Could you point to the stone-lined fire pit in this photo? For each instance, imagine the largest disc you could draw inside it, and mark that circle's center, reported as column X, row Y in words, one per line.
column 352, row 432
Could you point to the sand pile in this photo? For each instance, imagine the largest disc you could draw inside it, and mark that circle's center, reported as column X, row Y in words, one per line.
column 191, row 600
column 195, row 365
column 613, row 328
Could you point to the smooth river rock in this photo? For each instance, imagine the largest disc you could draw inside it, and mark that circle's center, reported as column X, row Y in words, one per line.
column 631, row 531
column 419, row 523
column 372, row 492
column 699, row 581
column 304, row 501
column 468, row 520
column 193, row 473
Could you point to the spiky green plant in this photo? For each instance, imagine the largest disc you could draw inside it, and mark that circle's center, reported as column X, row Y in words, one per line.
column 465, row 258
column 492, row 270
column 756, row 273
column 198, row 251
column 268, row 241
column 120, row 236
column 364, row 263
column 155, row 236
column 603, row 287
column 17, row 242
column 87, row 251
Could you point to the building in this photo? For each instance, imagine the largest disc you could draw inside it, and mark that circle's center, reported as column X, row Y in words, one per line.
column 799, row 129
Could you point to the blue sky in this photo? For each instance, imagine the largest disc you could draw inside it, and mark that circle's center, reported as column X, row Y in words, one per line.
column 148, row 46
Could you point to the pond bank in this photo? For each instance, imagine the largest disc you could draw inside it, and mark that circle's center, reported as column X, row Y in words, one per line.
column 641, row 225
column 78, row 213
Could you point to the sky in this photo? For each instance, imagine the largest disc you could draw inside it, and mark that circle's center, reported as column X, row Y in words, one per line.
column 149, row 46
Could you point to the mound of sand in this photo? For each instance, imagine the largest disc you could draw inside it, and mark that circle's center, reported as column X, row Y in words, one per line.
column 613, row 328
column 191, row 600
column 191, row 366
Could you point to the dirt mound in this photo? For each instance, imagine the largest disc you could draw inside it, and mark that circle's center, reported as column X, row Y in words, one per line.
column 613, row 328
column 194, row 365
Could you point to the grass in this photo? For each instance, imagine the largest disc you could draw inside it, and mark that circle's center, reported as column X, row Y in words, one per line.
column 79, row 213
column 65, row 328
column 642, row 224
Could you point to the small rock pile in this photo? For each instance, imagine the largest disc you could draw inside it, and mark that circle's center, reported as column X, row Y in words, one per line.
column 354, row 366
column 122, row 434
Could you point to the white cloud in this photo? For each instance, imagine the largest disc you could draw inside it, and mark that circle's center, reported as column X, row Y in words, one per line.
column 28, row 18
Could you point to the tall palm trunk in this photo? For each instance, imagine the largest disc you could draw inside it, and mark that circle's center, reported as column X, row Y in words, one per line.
□ □ □ □ □ □ □
▸ **Directions**
Copy out all of the records above again, word for word and in the same order.

▸ **Response for this exercise**
Could you point to the stone-lined fire pit in this photo? For each instance, imagine the largest disc you could draw inside it, and mark that circle's center, reported as column X, row Y in words, one per line.
column 352, row 432
Could you point to the sand pile in this photo? For each instance, imagine the largest disc you could draw inside it, and mark that circle's center, reported as column X, row Y in words, one per line.
column 191, row 600
column 195, row 365
column 613, row 328
Could you point to the smooth river rock in this photo? For each instance, imagine the largest disc you could draw inside it, and mark that circle's center, reported as column X, row Y in words, one per line.
column 631, row 531
column 419, row 523
column 372, row 492
column 699, row 581
column 304, row 501
column 468, row 520
column 193, row 473
Could you point to the spiky green plant in this photo? For each instance, imagine the largest disc you could draw inside it, and mark that circle's center, reported as column X, row Y in words, one per line.
column 465, row 258
column 492, row 270
column 756, row 273
column 198, row 251
column 268, row 241
column 120, row 236
column 364, row 263
column 155, row 236
column 603, row 287
column 17, row 242
column 87, row 251
Could you point to the building in this photo? For each instance, imagine the largest disc you could draw inside it, and mark that circle's center, reported as column X, row Y in words, one per line.
column 799, row 129
Could you point to the blue sky in this photo? For each instance, imagine the largest disc you could draw inside it, and mark that circle's center, reported as column X, row Y in words, one per line.
column 148, row 46
Could you point to the pond bank in this photo? For each instance, imagine the largest disc you could draw inside it, and mark that circle's center, reported as column X, row Y in words, one per line.
column 641, row 225
column 78, row 213
Could you point to the sky in this photo? For each instance, imagine the largest disc you could draw inside it, and mark that circle's center, reported as column X, row Y in words, one per line.
column 149, row 46
Could you point to the mound of sand in this photo? For each instance, imagine the largest disc you could draw inside it, and mark that circle's center, reported as column X, row Y in words, one per line.
column 613, row 328
column 191, row 600
column 191, row 366
Could you point to the dirt mound in this photo? For each instance, imagine the largest disc you could draw inside it, and mark that circle's center, reported as column X, row Y in words, one per line.
column 613, row 328
column 194, row 365
Could you point to the grass in this photo? For each instance, imagine the largest disc you could draw inside it, and mark that circle's center, reported as column X, row Y in words, one per line.
column 79, row 213
column 65, row 328
column 642, row 224
Could you point to the small rock pile in this photo? For each instance, imagine the largest disc you could draw inside it, and mark that circle's center, reported as column X, row Y in words, one per line.
column 354, row 366
column 122, row 434
Could you point to the white cloud in this photo? For each instance, imagine the largest disc you could draw inside it, and mark that circle's center, reported as column X, row Y in words, one per line.
column 28, row 18
Could you point to the tall palm trunk in this photo? For each instance, imagine the largest disc you could draw inside it, and mark that circle's center, reported as column X, row Y in words, one per line.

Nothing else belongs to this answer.